Given instruction: Tally the lines in the records below that contain the string "tile", with case counting, and give only the number.

* Begin Records for processing *

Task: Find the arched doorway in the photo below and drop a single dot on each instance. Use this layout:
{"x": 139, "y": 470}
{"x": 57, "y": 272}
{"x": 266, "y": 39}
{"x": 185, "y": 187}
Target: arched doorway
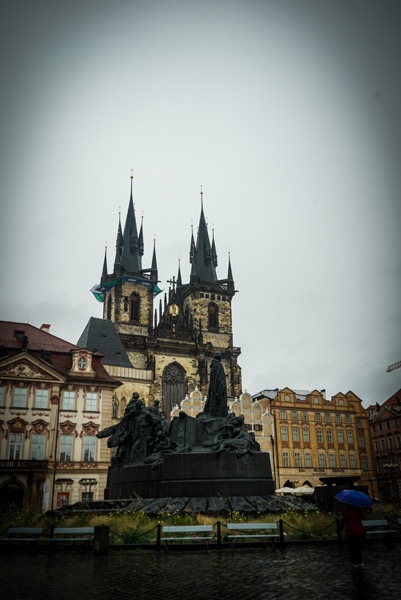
{"x": 174, "y": 386}
{"x": 11, "y": 494}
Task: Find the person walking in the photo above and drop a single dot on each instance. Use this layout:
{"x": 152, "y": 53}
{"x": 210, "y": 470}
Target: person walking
{"x": 354, "y": 532}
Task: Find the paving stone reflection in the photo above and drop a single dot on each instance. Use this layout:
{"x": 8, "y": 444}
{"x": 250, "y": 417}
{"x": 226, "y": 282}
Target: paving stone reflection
{"x": 314, "y": 572}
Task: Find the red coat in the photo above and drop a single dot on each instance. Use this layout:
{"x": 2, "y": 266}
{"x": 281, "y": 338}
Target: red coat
{"x": 352, "y": 521}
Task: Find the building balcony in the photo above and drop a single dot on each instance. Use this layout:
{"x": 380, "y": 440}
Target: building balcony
{"x": 23, "y": 465}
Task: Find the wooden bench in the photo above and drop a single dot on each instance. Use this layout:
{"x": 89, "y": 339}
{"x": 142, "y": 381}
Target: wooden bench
{"x": 72, "y": 535}
{"x": 262, "y": 531}
{"x": 186, "y": 533}
{"x": 378, "y": 527}
{"x": 22, "y": 535}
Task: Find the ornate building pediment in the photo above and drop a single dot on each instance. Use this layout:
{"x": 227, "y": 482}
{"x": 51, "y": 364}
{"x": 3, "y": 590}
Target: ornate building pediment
{"x": 90, "y": 428}
{"x": 17, "y": 425}
{"x": 68, "y": 428}
{"x": 39, "y": 426}
{"x": 23, "y": 366}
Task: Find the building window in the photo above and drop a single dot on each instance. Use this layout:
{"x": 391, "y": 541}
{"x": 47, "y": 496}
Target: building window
{"x": 135, "y": 305}
{"x": 114, "y": 410}
{"x": 41, "y": 398}
{"x": 66, "y": 448}
{"x": 68, "y": 401}
{"x": 38, "y": 446}
{"x": 213, "y": 316}
{"x": 87, "y": 496}
{"x": 15, "y": 446}
{"x": 20, "y": 395}
{"x": 332, "y": 460}
{"x": 89, "y": 448}
{"x": 91, "y": 401}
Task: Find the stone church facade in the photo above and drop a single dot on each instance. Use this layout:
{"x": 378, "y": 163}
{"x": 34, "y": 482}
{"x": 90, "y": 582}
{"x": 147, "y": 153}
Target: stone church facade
{"x": 167, "y": 344}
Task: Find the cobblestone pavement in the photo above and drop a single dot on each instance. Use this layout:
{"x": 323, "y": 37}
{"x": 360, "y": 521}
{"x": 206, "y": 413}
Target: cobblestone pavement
{"x": 295, "y": 573}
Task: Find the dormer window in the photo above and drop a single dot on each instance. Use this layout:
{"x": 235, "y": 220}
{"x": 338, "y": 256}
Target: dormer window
{"x": 82, "y": 362}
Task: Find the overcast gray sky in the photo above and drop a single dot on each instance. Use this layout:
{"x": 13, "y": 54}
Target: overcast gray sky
{"x": 287, "y": 112}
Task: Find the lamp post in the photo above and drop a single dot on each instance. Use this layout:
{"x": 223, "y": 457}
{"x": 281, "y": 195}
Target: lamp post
{"x": 371, "y": 480}
{"x": 392, "y": 468}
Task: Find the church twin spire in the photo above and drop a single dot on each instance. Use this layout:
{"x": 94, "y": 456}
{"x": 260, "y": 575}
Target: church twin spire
{"x": 130, "y": 249}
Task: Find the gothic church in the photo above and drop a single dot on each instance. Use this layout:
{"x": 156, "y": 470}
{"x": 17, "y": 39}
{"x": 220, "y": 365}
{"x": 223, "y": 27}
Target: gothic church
{"x": 163, "y": 352}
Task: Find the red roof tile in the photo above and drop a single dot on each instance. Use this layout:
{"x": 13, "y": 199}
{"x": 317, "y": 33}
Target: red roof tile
{"x": 37, "y": 339}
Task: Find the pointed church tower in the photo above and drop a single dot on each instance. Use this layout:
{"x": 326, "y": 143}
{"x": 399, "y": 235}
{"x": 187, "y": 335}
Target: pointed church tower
{"x": 207, "y": 300}
{"x": 128, "y": 291}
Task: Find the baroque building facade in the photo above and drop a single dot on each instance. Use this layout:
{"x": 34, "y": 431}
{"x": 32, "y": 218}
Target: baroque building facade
{"x": 167, "y": 344}
{"x": 385, "y": 426}
{"x": 54, "y": 398}
{"x": 310, "y": 440}
{"x": 317, "y": 441}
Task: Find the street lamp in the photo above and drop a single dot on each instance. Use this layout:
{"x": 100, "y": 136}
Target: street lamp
{"x": 371, "y": 480}
{"x": 392, "y": 468}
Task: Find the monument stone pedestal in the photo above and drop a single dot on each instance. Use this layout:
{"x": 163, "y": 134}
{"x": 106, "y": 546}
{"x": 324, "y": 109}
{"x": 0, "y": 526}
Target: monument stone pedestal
{"x": 194, "y": 474}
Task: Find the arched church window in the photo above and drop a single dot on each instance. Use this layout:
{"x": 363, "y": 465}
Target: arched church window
{"x": 213, "y": 316}
{"x": 135, "y": 304}
{"x": 174, "y": 386}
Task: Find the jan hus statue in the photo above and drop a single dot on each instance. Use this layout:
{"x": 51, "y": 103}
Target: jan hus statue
{"x": 216, "y": 403}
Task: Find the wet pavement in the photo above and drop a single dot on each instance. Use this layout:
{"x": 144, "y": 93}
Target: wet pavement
{"x": 295, "y": 573}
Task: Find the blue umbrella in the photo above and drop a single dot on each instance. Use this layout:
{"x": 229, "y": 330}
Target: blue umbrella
{"x": 354, "y": 497}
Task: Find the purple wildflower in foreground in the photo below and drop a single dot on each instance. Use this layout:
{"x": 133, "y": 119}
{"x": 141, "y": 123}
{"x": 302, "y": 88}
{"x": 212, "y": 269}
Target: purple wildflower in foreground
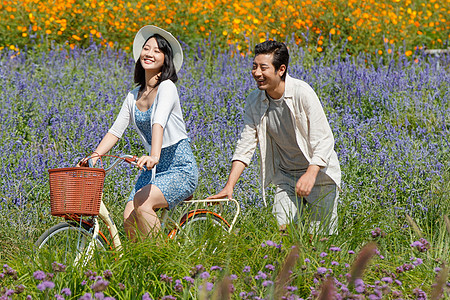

* End Records for processing *

Solved exercise: 2